- What to produce:
Using the records below, filter out every line that lacks "carved" and copy the rest.

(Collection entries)
◆ ◆ ◆ ◆ ◆

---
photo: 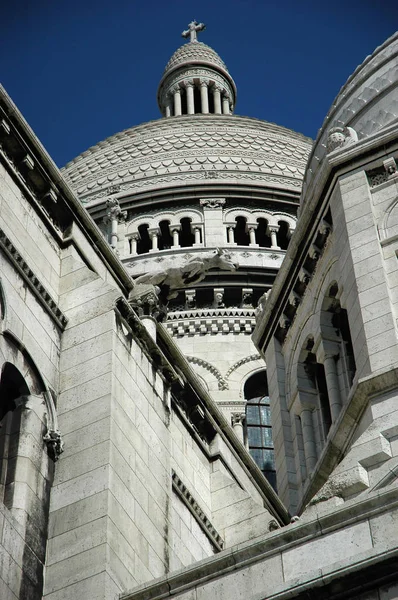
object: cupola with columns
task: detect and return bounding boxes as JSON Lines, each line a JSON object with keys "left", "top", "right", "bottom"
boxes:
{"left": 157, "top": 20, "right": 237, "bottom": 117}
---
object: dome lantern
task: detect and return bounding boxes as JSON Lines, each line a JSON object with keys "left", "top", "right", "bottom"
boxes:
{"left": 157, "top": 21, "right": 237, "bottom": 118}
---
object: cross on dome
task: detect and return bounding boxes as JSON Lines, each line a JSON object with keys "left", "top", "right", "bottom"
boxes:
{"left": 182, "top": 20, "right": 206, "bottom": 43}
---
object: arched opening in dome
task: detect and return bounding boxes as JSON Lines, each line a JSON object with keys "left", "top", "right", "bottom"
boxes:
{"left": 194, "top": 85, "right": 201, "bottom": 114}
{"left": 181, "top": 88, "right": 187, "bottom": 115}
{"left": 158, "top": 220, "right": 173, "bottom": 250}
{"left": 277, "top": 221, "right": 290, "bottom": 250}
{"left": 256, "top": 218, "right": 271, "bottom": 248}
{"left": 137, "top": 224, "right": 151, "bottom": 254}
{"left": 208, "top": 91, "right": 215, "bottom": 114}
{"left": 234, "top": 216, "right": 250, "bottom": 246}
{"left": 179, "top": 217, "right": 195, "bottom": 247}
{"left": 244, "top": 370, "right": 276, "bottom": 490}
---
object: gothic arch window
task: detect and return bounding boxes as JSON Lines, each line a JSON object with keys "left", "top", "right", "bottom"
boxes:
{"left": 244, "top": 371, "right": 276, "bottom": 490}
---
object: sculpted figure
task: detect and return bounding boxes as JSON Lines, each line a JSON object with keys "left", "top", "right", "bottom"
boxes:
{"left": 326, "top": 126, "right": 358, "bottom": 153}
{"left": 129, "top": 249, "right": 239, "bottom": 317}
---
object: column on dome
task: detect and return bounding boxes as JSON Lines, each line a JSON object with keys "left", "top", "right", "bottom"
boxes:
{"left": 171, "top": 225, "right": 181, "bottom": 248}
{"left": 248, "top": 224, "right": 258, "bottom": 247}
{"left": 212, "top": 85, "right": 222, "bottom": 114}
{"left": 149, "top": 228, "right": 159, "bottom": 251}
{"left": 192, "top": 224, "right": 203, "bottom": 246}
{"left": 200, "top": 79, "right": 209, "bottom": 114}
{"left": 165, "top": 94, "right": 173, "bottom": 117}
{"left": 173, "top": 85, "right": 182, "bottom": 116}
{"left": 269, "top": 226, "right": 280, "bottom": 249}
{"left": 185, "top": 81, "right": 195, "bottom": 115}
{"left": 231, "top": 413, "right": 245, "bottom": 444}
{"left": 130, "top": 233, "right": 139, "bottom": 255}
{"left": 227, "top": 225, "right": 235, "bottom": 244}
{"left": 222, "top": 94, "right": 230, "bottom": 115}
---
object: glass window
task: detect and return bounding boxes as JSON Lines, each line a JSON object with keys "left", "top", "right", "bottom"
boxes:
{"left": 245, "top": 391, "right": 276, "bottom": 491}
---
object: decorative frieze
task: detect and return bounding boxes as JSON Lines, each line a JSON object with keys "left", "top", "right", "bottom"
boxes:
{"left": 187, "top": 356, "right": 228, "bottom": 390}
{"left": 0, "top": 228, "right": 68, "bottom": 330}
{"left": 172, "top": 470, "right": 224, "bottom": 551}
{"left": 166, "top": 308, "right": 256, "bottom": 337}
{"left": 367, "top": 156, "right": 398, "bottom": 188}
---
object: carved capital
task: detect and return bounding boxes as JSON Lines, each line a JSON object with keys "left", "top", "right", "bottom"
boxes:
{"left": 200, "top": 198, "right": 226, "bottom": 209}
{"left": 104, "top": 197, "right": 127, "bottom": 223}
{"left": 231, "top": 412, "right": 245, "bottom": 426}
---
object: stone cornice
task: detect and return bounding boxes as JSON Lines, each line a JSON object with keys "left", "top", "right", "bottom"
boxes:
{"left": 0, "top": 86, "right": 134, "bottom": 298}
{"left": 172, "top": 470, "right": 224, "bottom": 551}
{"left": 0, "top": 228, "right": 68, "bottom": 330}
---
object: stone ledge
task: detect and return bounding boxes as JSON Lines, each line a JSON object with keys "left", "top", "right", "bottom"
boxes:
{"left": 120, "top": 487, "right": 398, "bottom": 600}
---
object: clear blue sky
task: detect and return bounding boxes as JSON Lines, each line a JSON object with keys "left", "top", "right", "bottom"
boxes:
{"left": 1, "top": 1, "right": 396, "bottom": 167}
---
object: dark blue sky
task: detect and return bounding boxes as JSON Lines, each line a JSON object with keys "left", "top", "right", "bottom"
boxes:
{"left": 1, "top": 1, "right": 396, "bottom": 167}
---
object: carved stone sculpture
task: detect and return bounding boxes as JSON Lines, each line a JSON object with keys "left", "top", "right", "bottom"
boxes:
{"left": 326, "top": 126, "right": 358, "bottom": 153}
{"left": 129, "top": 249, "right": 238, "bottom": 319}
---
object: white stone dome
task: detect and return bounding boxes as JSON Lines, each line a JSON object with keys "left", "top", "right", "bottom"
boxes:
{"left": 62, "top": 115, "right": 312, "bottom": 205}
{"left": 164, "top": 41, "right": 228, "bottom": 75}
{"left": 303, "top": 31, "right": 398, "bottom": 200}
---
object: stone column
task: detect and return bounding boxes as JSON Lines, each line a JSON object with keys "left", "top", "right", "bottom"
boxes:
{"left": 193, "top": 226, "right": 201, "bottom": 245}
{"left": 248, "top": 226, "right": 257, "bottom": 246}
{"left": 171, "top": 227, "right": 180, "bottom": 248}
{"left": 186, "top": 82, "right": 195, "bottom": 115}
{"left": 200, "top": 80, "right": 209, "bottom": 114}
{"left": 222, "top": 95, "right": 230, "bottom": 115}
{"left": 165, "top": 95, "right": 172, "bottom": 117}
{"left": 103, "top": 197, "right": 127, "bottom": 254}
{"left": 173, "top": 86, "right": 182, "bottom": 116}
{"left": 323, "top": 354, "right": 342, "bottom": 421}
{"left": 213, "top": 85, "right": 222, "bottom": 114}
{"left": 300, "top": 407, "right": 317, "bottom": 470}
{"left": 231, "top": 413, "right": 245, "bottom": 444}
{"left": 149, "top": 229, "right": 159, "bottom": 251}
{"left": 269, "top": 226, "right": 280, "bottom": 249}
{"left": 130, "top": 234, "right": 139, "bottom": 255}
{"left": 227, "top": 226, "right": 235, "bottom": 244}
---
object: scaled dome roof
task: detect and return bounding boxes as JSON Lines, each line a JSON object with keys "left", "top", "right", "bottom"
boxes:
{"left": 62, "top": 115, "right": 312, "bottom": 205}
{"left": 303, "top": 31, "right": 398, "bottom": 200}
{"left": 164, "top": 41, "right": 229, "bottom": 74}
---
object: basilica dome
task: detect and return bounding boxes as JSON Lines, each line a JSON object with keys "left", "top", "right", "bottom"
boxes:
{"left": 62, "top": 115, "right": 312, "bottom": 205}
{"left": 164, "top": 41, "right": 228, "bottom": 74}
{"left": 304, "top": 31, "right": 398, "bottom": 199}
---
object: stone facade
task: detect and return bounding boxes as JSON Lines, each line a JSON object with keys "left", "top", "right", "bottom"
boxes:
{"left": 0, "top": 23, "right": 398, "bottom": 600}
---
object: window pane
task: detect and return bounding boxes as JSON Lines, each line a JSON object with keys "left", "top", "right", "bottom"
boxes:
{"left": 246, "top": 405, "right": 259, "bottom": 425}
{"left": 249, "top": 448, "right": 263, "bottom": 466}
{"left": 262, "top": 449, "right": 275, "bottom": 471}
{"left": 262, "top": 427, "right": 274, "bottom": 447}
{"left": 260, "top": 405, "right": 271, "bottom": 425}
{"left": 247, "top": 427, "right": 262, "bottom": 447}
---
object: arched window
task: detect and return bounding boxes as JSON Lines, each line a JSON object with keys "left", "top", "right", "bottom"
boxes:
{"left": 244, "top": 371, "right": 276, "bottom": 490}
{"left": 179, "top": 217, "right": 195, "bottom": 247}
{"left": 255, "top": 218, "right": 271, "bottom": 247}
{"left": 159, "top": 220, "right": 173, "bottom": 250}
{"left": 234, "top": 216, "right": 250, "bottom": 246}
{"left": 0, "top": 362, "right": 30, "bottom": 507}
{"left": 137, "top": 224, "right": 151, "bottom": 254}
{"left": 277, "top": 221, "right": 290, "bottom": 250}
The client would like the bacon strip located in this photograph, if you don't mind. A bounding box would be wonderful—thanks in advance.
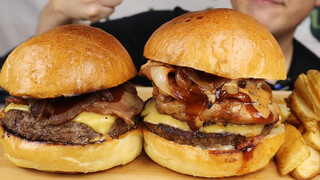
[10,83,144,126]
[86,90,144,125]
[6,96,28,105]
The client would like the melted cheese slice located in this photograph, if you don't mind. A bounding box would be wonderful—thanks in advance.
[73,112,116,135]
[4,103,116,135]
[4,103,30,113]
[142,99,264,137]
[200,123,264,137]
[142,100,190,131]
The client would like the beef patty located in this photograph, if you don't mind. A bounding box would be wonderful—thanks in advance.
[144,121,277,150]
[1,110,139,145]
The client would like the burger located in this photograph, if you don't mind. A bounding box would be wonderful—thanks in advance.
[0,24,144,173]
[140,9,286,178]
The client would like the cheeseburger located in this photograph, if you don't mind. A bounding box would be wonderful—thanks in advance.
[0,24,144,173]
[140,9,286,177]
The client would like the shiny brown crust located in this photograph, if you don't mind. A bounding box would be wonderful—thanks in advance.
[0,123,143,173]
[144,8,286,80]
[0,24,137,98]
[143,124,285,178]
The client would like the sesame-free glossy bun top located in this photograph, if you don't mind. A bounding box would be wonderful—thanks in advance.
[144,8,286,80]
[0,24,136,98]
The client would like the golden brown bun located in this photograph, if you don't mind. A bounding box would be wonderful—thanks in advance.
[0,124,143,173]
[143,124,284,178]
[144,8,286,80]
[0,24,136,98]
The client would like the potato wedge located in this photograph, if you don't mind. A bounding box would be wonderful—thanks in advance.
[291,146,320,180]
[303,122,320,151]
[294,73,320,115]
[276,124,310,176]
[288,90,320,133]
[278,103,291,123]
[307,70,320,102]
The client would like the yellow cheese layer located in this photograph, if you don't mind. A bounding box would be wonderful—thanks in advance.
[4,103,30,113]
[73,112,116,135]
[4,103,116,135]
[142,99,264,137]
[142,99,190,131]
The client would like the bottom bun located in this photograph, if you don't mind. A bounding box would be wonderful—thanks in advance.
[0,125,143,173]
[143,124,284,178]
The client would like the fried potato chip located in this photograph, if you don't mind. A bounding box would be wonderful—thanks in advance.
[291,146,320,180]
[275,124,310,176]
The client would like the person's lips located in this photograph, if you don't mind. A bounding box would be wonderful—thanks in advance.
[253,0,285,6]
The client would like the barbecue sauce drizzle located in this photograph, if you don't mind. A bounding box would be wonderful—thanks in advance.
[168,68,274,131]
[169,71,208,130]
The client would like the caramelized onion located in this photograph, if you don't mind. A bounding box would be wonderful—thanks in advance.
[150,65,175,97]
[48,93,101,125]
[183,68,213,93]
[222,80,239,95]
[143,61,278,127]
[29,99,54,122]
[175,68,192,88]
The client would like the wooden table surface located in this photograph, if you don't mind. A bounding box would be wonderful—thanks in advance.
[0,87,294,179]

◆ ◆ ◆ ◆ ◆

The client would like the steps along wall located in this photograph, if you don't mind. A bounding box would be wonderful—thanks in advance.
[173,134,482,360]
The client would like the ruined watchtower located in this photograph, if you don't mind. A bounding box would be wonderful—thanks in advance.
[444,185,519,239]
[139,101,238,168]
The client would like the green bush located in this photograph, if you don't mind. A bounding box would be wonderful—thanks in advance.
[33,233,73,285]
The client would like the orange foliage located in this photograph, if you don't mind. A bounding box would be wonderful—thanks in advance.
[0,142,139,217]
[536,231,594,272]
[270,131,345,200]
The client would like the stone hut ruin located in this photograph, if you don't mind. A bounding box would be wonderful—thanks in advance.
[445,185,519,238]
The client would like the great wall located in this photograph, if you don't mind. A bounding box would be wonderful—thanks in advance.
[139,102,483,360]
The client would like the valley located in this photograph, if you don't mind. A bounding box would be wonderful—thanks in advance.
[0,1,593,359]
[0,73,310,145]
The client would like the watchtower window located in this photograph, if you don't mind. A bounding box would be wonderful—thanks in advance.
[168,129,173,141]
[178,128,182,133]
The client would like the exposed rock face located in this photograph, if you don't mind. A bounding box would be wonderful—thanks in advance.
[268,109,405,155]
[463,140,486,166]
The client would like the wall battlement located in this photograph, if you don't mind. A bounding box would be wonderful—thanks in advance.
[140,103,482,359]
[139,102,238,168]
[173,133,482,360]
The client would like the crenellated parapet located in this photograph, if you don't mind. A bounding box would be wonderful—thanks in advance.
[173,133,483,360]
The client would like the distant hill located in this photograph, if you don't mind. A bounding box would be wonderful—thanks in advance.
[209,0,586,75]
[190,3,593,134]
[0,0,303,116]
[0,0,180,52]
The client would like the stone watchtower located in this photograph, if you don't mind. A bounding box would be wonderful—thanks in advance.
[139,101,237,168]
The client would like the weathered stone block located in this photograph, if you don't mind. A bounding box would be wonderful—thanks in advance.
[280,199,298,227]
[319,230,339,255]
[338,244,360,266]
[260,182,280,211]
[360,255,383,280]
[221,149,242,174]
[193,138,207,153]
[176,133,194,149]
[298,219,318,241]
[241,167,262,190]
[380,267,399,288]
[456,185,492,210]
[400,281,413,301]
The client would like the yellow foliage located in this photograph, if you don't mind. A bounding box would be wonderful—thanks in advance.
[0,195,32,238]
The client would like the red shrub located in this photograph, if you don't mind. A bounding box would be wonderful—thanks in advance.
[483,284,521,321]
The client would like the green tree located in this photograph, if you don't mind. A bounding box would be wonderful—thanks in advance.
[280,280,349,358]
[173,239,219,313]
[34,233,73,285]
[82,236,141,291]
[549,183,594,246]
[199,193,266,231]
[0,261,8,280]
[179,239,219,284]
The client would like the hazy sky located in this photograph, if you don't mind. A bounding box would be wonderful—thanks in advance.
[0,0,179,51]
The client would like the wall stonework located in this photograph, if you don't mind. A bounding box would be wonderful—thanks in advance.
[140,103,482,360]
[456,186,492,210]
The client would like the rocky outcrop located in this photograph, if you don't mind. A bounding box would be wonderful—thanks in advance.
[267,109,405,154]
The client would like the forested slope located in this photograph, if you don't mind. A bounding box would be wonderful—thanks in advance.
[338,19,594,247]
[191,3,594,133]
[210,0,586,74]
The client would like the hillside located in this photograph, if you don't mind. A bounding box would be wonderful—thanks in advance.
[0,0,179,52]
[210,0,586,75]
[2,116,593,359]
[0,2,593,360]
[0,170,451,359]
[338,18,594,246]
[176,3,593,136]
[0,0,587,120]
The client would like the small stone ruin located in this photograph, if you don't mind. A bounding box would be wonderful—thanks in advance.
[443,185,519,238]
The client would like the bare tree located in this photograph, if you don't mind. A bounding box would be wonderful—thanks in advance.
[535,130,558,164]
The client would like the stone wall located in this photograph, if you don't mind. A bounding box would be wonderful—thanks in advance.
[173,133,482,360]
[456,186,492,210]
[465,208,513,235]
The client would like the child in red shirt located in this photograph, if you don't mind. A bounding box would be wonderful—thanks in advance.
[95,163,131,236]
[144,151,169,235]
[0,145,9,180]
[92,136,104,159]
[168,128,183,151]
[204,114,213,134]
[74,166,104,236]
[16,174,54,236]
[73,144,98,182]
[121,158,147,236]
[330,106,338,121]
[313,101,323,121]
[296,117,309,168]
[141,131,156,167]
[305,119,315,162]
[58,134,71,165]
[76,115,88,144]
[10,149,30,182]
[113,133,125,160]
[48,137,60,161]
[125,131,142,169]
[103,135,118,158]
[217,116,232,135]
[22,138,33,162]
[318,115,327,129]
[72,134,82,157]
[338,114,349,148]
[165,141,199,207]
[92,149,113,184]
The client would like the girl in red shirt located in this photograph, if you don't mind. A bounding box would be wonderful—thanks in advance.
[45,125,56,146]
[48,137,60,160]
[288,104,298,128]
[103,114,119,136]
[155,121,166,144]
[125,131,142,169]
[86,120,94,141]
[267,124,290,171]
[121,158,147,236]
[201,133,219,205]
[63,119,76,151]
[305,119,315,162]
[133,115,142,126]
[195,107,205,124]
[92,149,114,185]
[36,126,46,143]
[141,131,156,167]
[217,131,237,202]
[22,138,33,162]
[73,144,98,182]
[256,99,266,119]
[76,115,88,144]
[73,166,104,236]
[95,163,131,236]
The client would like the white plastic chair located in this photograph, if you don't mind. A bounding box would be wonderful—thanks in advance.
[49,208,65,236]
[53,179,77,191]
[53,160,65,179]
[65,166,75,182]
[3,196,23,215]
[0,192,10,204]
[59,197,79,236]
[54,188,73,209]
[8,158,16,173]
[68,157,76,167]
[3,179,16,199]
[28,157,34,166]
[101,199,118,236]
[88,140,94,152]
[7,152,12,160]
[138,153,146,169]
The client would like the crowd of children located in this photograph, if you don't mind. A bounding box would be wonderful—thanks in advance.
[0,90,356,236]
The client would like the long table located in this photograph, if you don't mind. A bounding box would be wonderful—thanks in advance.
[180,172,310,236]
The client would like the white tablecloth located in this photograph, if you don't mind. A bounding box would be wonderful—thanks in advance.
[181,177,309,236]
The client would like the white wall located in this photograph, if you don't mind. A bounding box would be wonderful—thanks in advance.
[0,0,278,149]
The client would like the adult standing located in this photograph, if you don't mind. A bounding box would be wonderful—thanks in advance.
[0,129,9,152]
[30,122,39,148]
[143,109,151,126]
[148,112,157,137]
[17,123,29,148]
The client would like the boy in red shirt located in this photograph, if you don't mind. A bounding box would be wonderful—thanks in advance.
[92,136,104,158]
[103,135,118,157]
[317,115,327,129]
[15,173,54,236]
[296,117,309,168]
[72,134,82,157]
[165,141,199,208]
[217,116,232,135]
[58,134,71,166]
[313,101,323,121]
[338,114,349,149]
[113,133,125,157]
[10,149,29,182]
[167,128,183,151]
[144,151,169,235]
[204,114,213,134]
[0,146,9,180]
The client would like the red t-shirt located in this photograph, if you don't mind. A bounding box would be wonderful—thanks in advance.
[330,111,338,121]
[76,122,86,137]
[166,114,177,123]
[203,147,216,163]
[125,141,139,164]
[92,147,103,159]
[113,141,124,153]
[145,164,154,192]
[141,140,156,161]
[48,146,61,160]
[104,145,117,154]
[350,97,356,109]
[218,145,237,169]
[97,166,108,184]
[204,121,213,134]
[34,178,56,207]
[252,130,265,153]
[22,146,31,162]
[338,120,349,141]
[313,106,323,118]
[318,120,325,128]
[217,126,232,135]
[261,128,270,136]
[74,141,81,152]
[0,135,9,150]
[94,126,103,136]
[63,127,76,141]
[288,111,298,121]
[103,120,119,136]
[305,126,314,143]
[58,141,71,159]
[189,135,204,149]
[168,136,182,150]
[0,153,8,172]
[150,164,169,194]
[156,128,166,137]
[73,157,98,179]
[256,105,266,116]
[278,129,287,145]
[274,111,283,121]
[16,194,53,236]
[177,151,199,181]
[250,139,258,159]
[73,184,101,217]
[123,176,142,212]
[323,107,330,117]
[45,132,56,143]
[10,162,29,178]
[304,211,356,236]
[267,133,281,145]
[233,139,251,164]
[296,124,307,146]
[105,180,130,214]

◆ ◆ ◆ ◆ ◆

- Final answer:
object: carved capital
object: carved stone sculpture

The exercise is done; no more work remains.